(RECORDS FOR THE TASK):
— Start —
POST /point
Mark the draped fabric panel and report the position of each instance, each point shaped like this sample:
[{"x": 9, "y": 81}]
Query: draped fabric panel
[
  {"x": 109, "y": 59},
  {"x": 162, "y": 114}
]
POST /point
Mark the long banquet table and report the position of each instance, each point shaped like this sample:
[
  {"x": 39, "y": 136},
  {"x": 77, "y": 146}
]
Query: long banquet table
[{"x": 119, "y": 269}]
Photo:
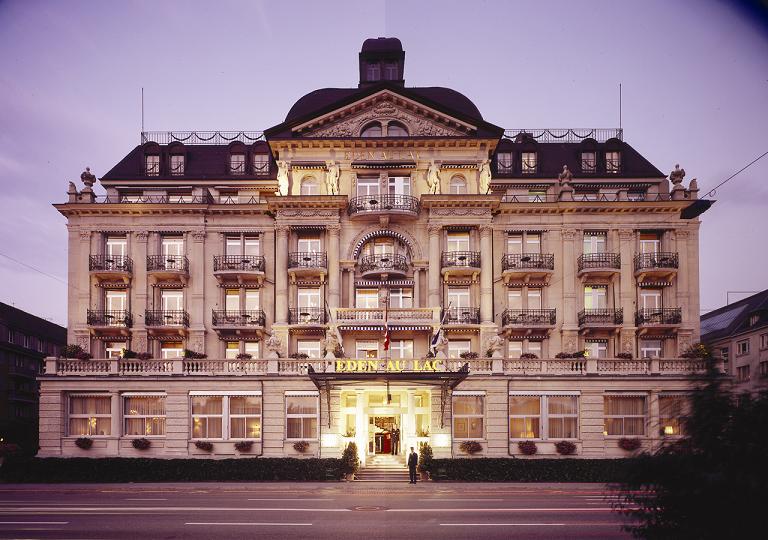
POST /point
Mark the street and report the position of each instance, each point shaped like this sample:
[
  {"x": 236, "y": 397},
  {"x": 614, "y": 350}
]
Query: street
[{"x": 307, "y": 510}]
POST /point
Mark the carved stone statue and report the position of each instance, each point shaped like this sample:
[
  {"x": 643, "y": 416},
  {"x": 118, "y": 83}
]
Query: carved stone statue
[
  {"x": 485, "y": 177},
  {"x": 332, "y": 178},
  {"x": 433, "y": 178},
  {"x": 282, "y": 177},
  {"x": 88, "y": 178}
]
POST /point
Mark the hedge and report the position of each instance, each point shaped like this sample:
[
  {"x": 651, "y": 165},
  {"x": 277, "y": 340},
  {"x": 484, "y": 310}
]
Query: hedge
[
  {"x": 52, "y": 470},
  {"x": 530, "y": 470}
]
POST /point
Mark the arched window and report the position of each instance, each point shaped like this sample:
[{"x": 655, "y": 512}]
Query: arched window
[
  {"x": 396, "y": 129},
  {"x": 371, "y": 130},
  {"x": 458, "y": 185},
  {"x": 309, "y": 186}
]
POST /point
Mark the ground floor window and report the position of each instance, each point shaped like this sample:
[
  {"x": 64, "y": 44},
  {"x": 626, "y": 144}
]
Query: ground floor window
[
  {"x": 90, "y": 415},
  {"x": 468, "y": 416},
  {"x": 624, "y": 414}
]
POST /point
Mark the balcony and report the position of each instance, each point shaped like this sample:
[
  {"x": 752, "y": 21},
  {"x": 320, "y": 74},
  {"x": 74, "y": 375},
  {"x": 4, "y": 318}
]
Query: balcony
[
  {"x": 460, "y": 263},
  {"x": 461, "y": 316},
  {"x": 527, "y": 266},
  {"x": 600, "y": 318},
  {"x": 658, "y": 318},
  {"x": 110, "y": 267},
  {"x": 307, "y": 264},
  {"x": 168, "y": 267},
  {"x": 591, "y": 265},
  {"x": 389, "y": 264},
  {"x": 661, "y": 265},
  {"x": 239, "y": 268},
  {"x": 384, "y": 204},
  {"x": 109, "y": 321}
]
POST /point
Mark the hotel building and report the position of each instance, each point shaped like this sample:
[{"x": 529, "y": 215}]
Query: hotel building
[{"x": 313, "y": 265}]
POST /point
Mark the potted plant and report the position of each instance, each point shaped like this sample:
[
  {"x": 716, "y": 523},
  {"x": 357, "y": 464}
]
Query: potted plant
[
  {"x": 350, "y": 463},
  {"x": 527, "y": 447},
  {"x": 425, "y": 461}
]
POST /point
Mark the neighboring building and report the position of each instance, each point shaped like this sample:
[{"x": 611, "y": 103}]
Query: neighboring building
[
  {"x": 738, "y": 333},
  {"x": 382, "y": 208},
  {"x": 25, "y": 340}
]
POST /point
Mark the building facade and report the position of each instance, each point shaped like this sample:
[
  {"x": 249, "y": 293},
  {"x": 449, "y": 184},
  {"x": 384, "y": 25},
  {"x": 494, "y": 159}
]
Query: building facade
[
  {"x": 738, "y": 335},
  {"x": 25, "y": 340},
  {"x": 383, "y": 265}
]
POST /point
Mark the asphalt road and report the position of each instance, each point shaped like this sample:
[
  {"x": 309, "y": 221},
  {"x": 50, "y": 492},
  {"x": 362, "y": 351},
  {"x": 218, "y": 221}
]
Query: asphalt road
[{"x": 359, "y": 510}]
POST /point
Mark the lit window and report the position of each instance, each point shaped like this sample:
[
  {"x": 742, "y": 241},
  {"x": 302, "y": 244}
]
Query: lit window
[
  {"x": 468, "y": 416},
  {"x": 144, "y": 415}
]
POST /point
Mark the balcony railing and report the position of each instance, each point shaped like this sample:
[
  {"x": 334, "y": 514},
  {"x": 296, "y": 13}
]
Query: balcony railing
[
  {"x": 307, "y": 259},
  {"x": 589, "y": 261},
  {"x": 170, "y": 318},
  {"x": 110, "y": 263},
  {"x": 174, "y": 263},
  {"x": 461, "y": 315},
  {"x": 528, "y": 317},
  {"x": 664, "y": 316},
  {"x": 532, "y": 261},
  {"x": 116, "y": 318},
  {"x": 648, "y": 261},
  {"x": 307, "y": 315},
  {"x": 243, "y": 263},
  {"x": 383, "y": 263},
  {"x": 244, "y": 318},
  {"x": 383, "y": 203},
  {"x": 461, "y": 258},
  {"x": 601, "y": 316}
]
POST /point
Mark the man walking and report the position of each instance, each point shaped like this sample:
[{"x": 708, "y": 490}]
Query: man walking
[{"x": 413, "y": 460}]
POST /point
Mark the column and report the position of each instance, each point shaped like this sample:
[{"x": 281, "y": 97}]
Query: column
[
  {"x": 334, "y": 291},
  {"x": 434, "y": 265},
  {"x": 281, "y": 274},
  {"x": 486, "y": 274}
]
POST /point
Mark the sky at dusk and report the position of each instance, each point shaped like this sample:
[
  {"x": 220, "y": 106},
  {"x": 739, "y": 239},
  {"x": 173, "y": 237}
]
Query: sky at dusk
[{"x": 694, "y": 76}]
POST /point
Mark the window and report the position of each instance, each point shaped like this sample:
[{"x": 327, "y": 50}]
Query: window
[
  {"x": 301, "y": 416},
  {"x": 144, "y": 415},
  {"x": 673, "y": 409},
  {"x": 468, "y": 416},
  {"x": 152, "y": 165},
  {"x": 624, "y": 415},
  {"x": 90, "y": 415},
  {"x": 588, "y": 162}
]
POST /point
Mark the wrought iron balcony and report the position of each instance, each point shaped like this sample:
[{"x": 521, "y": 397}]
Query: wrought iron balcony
[
  {"x": 110, "y": 263},
  {"x": 383, "y": 203},
  {"x": 109, "y": 318},
  {"x": 524, "y": 261},
  {"x": 469, "y": 259},
  {"x": 384, "y": 263},
  {"x": 307, "y": 315},
  {"x": 239, "y": 318},
  {"x": 241, "y": 263},
  {"x": 461, "y": 315},
  {"x": 659, "y": 316},
  {"x": 528, "y": 317},
  {"x": 166, "y": 318},
  {"x": 601, "y": 317}
]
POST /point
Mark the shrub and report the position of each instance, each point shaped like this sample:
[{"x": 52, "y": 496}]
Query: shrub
[
  {"x": 84, "y": 442},
  {"x": 527, "y": 447},
  {"x": 141, "y": 444},
  {"x": 470, "y": 447},
  {"x": 426, "y": 458},
  {"x": 244, "y": 446},
  {"x": 205, "y": 446},
  {"x": 301, "y": 446},
  {"x": 350, "y": 463},
  {"x": 565, "y": 448},
  {"x": 629, "y": 444}
]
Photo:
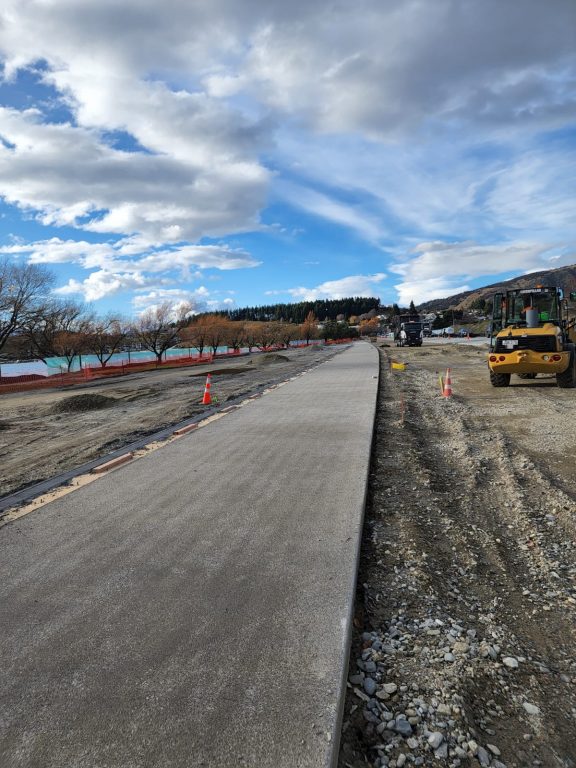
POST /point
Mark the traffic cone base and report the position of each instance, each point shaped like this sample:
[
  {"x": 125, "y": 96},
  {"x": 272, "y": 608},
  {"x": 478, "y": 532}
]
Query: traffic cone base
[
  {"x": 447, "y": 391},
  {"x": 206, "y": 400}
]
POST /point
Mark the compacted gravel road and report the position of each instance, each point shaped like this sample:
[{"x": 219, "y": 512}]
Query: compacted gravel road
[{"x": 464, "y": 651}]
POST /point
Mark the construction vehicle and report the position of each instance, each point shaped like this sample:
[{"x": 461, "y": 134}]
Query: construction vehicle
[
  {"x": 408, "y": 331},
  {"x": 531, "y": 334}
]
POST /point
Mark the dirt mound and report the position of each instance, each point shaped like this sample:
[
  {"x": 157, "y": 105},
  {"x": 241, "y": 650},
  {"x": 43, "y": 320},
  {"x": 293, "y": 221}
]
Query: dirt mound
[
  {"x": 79, "y": 403},
  {"x": 269, "y": 359}
]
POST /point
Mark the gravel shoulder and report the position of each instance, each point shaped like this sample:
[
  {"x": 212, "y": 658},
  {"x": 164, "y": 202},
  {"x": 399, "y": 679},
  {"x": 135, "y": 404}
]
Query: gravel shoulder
[
  {"x": 463, "y": 652},
  {"x": 44, "y": 433}
]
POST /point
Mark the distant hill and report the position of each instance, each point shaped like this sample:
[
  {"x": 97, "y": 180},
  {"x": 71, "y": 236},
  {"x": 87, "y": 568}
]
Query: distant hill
[{"x": 564, "y": 277}]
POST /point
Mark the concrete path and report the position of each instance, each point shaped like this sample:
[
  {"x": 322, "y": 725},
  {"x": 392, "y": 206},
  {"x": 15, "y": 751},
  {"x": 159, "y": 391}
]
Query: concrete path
[{"x": 193, "y": 608}]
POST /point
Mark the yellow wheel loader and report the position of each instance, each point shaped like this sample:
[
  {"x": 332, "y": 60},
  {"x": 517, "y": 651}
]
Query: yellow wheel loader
[{"x": 531, "y": 334}]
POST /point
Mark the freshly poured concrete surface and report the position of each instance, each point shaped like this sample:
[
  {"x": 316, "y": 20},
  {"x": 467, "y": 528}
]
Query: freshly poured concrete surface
[{"x": 192, "y": 608}]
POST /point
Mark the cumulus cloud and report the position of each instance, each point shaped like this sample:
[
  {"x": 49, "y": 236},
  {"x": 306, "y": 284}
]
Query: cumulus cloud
[
  {"x": 440, "y": 269},
  {"x": 354, "y": 285},
  {"x": 117, "y": 269},
  {"x": 401, "y": 121}
]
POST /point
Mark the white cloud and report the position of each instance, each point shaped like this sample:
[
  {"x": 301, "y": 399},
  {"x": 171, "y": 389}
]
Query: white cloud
[
  {"x": 101, "y": 284},
  {"x": 401, "y": 121},
  {"x": 177, "y": 296},
  {"x": 71, "y": 178},
  {"x": 119, "y": 267},
  {"x": 354, "y": 285}
]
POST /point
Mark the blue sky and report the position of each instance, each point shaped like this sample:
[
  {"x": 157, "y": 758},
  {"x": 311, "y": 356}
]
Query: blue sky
[{"x": 240, "y": 152}]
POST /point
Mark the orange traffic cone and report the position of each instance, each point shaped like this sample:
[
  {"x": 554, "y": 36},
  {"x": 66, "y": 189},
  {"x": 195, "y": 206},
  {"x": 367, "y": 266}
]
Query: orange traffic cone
[
  {"x": 447, "y": 391},
  {"x": 206, "y": 400}
]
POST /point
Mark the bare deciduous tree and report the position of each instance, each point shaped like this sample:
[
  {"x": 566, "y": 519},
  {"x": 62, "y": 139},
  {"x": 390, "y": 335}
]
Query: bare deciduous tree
[
  {"x": 309, "y": 328},
  {"x": 57, "y": 329},
  {"x": 157, "y": 329},
  {"x": 105, "y": 336},
  {"x": 22, "y": 288}
]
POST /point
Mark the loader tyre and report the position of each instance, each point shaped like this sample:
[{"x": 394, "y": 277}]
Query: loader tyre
[
  {"x": 499, "y": 379},
  {"x": 567, "y": 379}
]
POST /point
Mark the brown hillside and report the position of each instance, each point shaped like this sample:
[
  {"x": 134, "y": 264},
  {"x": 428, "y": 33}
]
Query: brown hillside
[{"x": 565, "y": 277}]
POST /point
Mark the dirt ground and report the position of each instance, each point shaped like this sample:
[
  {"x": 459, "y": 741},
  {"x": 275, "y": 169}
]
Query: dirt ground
[
  {"x": 46, "y": 432},
  {"x": 464, "y": 651}
]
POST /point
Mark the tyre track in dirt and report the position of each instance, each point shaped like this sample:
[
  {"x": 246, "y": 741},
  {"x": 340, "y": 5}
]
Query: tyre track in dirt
[{"x": 466, "y": 611}]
— End —
Please pull out every line of the entries above that contains the word "bare", and copy each one unchanged.

(ANSWER TO THE PROBLEM):
Mark the bare deciduous tree and report the position of each instance, each point shaped like this sample:
Query: bare deciduous tree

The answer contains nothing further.